:: Excerpt provided ::

I'm a professional dev myself, but I don't see why everyone should have to, or feel like they have to, learn how to code, or even make stuff using "no-code".

In general, kids and adults alike, but especially kids, should spend more time being active and outside, not sitting down in front of computer screens.

Not everyone is cut out for or interested in coding, just like not everyone is cut out for or interested in medicine, law, a trade or literally every other imaginable field. And that's not a value judgement or a judgement of people's intelligence or lack thereof (unlike a lot of techies, I don't believe we're smarter than everyone else), it's just fact.



> Taking a step back, I personally question why being able to code should be considered important?

Ability to code gives you a particular mindset that makes it much easier for you to work with computer technologies. It's helpful, but on the other hand you could argue that all other technologies we use in daily life have been sufficiently abstracted away that you can get away with not knowing how they work.

:::

_Exercise 1_
What does the excerpt on learning to code say the ability to code gives you?
_Exercise 2_
Summarize the excerpt on learning to code in two sentences.
_Exercise 3_
Extend the excerpt on learning to code, picking up from its final sentence.

:: Recorded data ::

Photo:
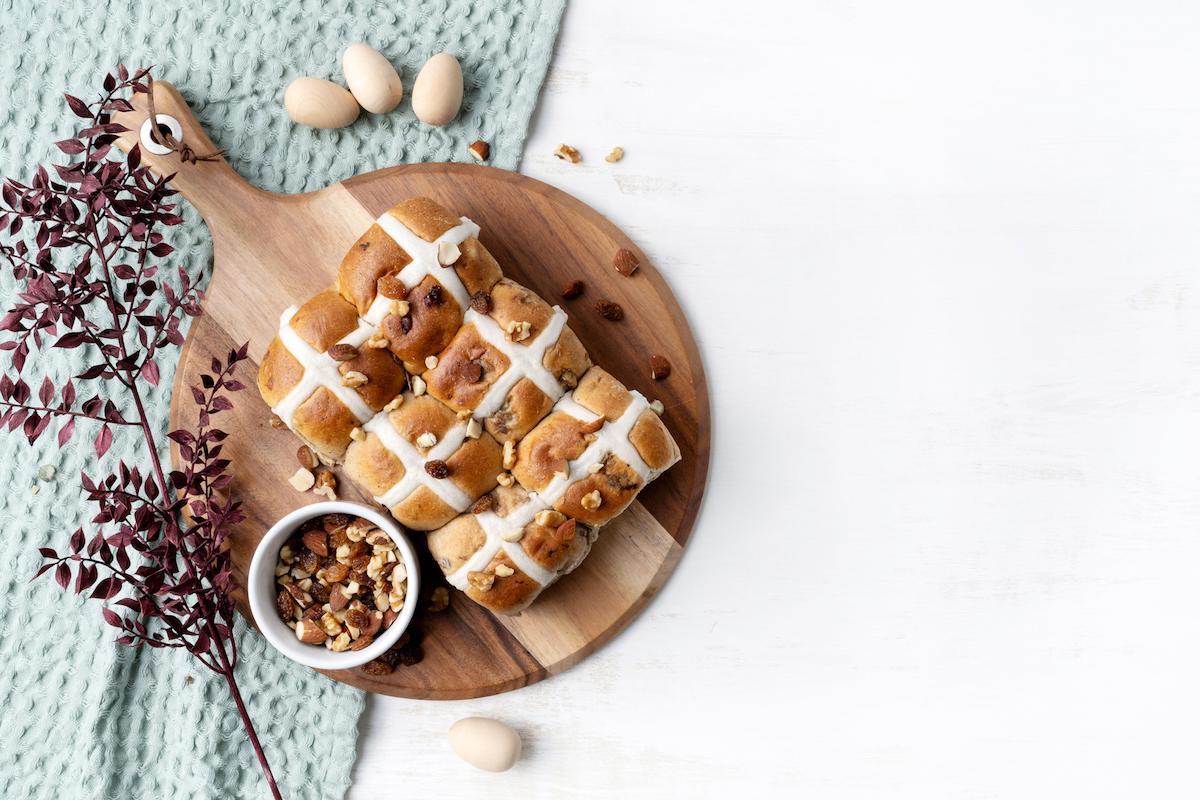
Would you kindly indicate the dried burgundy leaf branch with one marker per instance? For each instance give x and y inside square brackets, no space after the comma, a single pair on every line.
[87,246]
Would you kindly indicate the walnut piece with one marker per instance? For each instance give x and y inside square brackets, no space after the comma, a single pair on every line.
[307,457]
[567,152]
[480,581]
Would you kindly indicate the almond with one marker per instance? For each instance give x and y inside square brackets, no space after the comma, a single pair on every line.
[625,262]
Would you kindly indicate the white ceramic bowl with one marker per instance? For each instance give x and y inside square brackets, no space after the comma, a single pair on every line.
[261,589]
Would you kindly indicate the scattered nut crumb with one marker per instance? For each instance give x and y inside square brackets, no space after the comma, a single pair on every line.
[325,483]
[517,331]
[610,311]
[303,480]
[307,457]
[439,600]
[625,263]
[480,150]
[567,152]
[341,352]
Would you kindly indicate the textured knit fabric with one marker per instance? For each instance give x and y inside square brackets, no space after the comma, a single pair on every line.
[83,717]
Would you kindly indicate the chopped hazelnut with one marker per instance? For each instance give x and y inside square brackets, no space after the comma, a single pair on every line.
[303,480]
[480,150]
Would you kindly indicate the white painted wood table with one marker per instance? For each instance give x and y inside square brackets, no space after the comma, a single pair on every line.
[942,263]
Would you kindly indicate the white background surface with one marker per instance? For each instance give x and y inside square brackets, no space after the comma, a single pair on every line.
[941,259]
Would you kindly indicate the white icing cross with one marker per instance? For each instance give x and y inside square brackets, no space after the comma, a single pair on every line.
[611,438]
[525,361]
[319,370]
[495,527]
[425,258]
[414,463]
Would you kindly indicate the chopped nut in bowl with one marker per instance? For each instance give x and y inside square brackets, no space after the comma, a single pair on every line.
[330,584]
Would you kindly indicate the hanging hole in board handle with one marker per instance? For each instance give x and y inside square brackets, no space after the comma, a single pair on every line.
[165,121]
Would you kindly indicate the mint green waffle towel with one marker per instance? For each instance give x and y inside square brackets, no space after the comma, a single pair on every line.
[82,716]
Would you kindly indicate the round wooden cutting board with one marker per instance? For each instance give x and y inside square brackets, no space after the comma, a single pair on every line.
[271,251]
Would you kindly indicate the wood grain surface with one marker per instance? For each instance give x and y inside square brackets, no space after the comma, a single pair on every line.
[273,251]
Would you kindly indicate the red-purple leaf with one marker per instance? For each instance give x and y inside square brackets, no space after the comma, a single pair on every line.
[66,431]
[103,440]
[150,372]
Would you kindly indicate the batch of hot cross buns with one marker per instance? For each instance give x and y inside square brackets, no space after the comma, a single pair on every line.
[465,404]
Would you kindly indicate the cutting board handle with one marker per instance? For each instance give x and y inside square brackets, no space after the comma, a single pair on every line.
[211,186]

:::

_Task response 1_
It gives you a particular mindset that makes it much easier to work with computer technologies.

_Task response 2_
The writer, a professional developer, argues that not everyone should have to learn to code, because people differ in aptitude and interest as they do for any field, and that kids especially should spend more time active and outside instead of in front of screens. Responding to a question about why coding should matter, the writer grants that it gives a mindset that makes working with computer technologies easier, but notes that other everyday technologies are abstracted enough that people get by without knowing how they work.

_Task response 3_
The real reason why coding is a big topic in society is that, for the past two or three decades, programming has been an easy way to move up one or two socioeconomical classes. Most well-paying fields are nowhere as easy in terms of workload or required education. Of course, if everyone became a programmer, the payoff wouldn't be as high anymore, but there's lots of money to be made right now by pointing to college dropouts made tech billionaires, or fat FAANG paychecks, and selling people coding bootcamps.

(Or, in less cynical terms: the demand for software developers still outpaces supply; this manifests as a background social pressure to create more software developers.)